- WORK REQUIRED:
Please repeat, exactly as written, the line containing "Note: for every instance of the dark" and every line after it through the end of the records below.

- SUPPLIED MATERIAL:
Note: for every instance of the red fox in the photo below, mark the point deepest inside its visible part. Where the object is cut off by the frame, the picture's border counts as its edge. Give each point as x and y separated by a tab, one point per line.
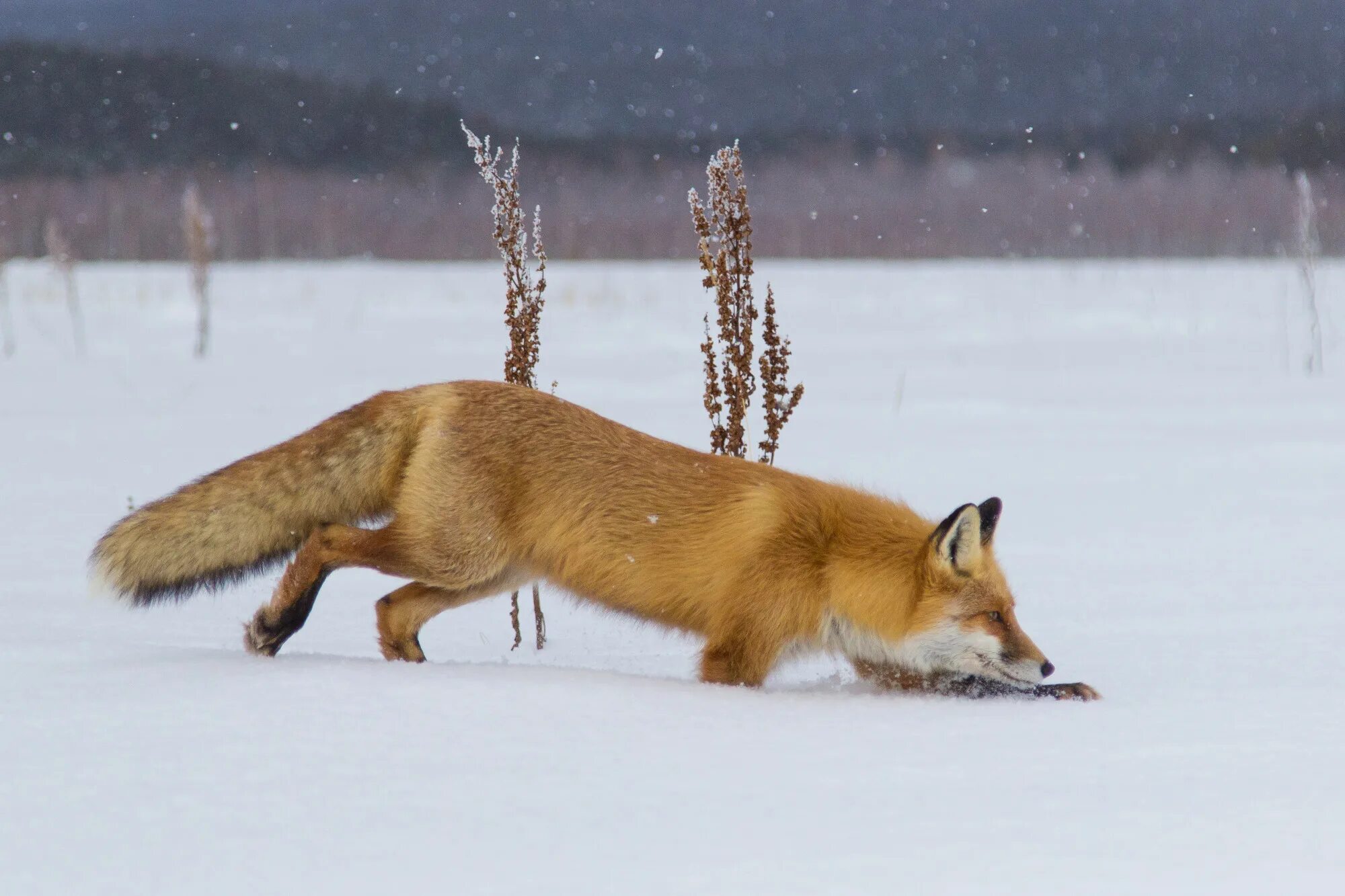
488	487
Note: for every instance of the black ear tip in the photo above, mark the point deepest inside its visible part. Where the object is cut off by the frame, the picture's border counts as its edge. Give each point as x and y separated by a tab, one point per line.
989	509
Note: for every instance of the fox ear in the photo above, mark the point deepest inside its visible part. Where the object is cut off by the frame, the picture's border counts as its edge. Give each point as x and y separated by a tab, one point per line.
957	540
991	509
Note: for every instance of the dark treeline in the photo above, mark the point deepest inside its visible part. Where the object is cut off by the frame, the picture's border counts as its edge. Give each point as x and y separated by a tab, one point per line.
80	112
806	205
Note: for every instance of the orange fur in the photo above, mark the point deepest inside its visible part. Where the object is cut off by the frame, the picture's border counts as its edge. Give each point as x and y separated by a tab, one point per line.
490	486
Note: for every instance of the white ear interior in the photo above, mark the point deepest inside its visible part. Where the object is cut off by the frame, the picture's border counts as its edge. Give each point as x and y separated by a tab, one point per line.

- WRITTEN RESPONSE:
Note: for every instance of the dark treeline in the photo above, mark the point deepest inside its visible part. Where the object is cut off by the frame, the picture's border counts as its edge. Give each point as x and y separated by a tab, one point per line.
80	112
806	205
Note: for every instance of the orange fur in the photo above, mark the point deepest inside its visible part. Where the object is cut off by the frame, the picture's border counts as its edge. Give each point as x and y separated by a tab, one point per line.
490	486
Note: for every instance of the white ear interior in the photo above, mark the point deepest inside its visible part. Where the object is cut off by the frame, the picture's border counts as its edge. Give each point as x and y separated by a tab, one point per line.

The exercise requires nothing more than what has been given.